__Supplied passage__:
------------------------------------------------------------------------

This list can be overwhelming! If you have doubts about any of the above, it would probably be helpful for you to discuss the specifics with a trusted mentor, mental health professional, or dating coach.

The reality is that we all put out energy to those we are dating.   Hopefully, we put out a positive, happy, confident and genuine vibe that says “I want to build a healthy and stable relationship with someone who respects and appreciates me as much as I do them.”  By the same token, some of us are putting out either a negative vibe or even a “Come and hurt me vibe.” Where these come from is complex and personal, and again, should best be discussed in detail with a professional therapist or coach.

One of my favorite quotes is “Most people take the garbage of their past, fling it into the future, and wonder how it rolled into their present”.  In the meantime – everyone around them is swimming in their garbage. It isn’t fair. We need to take ownership and clean up any emotional or psychological wake that we may have left our friends, peers, coworker and family swimming in around us.  Let’s not fling our garbage onto others and potentially hurt ourselves or others.

------------------------------------------------------------------------

__Raw data__:
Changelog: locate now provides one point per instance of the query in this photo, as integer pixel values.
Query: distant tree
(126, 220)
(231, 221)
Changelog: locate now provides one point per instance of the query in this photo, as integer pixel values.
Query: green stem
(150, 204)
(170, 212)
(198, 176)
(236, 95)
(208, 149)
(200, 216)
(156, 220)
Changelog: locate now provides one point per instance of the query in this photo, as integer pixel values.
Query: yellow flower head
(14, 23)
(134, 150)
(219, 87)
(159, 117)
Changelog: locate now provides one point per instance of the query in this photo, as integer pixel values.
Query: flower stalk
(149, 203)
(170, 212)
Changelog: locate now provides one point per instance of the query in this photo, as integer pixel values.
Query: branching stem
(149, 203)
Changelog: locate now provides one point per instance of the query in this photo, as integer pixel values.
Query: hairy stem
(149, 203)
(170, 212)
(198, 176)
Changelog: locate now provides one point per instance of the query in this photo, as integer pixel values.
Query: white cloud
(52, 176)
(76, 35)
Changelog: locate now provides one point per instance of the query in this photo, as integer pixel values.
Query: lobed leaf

------------------------------------------------------------------------

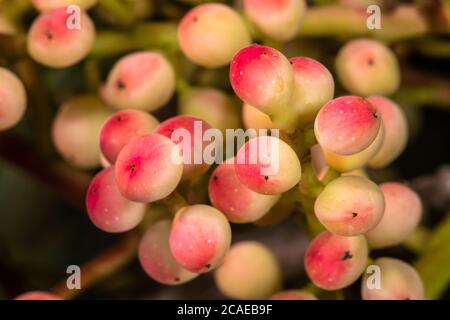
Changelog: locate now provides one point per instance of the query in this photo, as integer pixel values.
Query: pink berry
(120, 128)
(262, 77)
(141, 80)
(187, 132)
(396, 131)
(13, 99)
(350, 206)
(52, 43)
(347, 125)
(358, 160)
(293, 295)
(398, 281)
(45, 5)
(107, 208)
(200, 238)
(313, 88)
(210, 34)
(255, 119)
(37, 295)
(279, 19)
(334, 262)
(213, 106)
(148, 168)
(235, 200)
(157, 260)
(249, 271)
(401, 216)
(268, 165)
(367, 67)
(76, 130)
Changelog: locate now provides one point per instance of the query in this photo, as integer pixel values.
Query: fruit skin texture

------------------------------------------------------------------------

__Questions__:
a) In the passage about dating and emotional baggage, who does the writer suggest discussing doubts about the list with?
b) Continue the passage about dating and emotional baggage from the point where it ends.

__Task results__:
a) A trusted mentor, mental health professional, or dating coach.

b)
Marriage is not a hospital and it is critical to work through our own ghosts before entering the most important relationship we will ever have.  Marriage will only solve one thing: being single. It will not cure unhealthy attitudes we may have about ourselves and/or marriage. Entering marriage in an unhealthy state will not only make one person miserable but two.  It is advisable that everyone figure out who they are, what they have to give and how best to share that before they begin dating. You can’t say ‘I love you” until you know who “I” is.

By pointing out these warning signs in place I hope I’ve shortened the route to your most meaningful relationship!